# EXERCISE DETAILS
Within the listing, each line that has the string "audience" should be copied.

---------- PROVIDED RECORDS

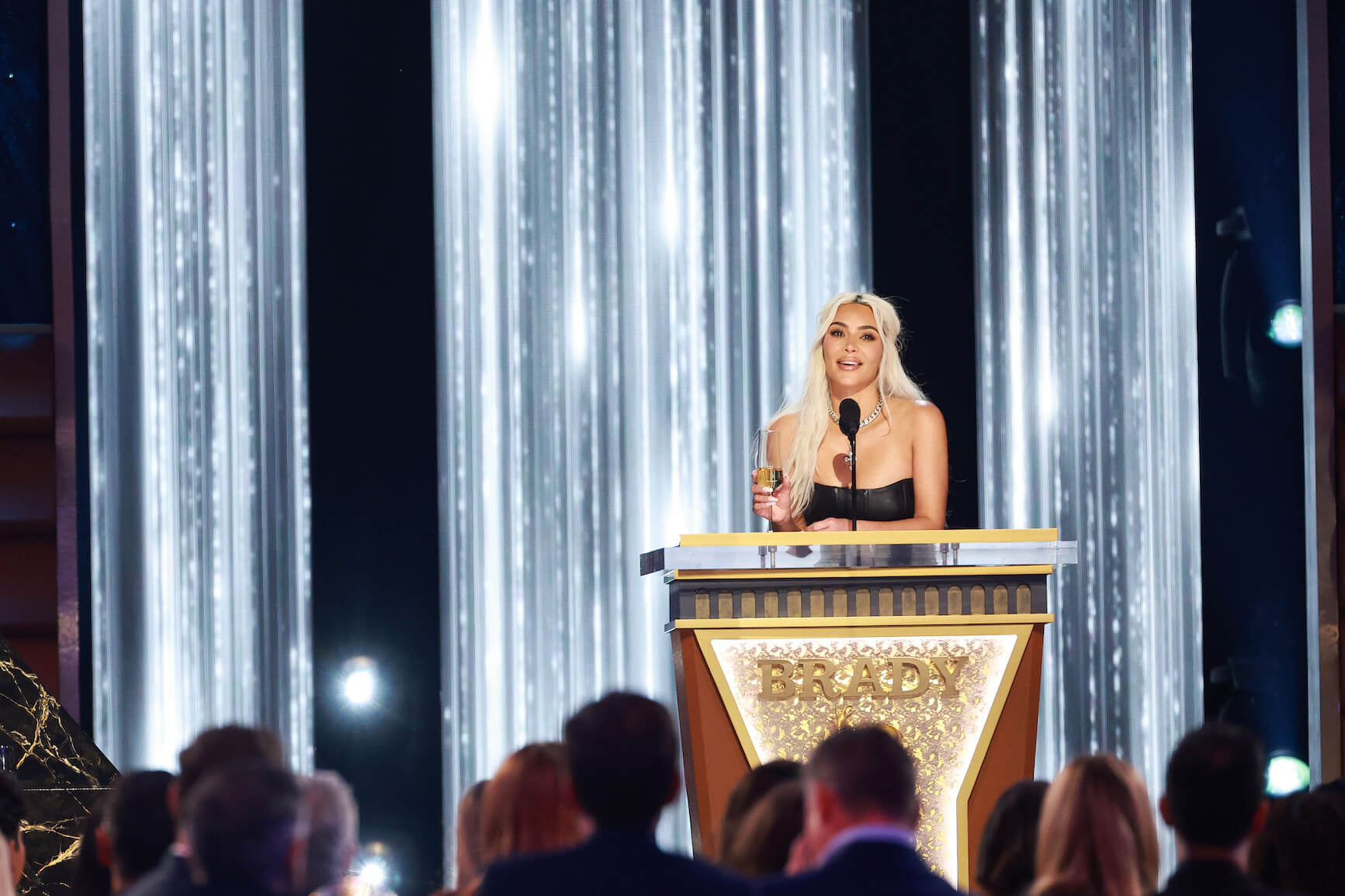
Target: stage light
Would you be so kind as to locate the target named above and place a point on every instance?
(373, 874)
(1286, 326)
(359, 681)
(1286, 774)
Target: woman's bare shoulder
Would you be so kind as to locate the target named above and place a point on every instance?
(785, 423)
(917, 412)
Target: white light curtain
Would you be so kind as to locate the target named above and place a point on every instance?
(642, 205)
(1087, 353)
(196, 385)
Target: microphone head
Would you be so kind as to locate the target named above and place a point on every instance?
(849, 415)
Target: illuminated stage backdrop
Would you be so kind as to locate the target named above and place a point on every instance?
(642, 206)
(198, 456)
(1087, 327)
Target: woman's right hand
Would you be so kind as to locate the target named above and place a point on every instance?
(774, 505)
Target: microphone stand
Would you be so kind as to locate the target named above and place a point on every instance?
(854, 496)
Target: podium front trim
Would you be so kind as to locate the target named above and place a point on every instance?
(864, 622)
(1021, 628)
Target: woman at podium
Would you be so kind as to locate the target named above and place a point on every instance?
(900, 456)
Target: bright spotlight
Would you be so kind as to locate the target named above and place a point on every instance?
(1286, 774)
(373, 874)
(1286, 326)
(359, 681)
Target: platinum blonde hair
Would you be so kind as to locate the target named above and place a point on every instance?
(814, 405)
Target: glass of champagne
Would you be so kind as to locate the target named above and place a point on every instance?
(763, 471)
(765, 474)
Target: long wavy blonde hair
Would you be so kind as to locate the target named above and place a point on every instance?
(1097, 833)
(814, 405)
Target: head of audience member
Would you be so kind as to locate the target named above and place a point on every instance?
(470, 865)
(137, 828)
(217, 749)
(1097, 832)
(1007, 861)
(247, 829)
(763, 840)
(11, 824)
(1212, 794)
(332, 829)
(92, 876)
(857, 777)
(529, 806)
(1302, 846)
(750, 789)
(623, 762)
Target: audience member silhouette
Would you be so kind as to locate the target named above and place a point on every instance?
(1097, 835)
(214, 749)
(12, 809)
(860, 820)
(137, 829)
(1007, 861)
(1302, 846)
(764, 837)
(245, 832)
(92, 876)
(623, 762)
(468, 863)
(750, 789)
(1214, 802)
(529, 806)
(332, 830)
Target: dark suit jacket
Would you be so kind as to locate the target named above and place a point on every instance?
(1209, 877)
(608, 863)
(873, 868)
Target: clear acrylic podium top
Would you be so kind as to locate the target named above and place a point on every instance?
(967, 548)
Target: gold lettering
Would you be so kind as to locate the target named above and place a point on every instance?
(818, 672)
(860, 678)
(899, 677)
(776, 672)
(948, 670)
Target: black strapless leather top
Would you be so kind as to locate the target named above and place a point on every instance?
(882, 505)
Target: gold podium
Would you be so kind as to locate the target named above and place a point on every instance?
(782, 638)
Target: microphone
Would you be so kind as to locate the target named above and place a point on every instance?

--------------------

# SOLVED PROBLEM
Target: head of audience member
Target: audience member silhouette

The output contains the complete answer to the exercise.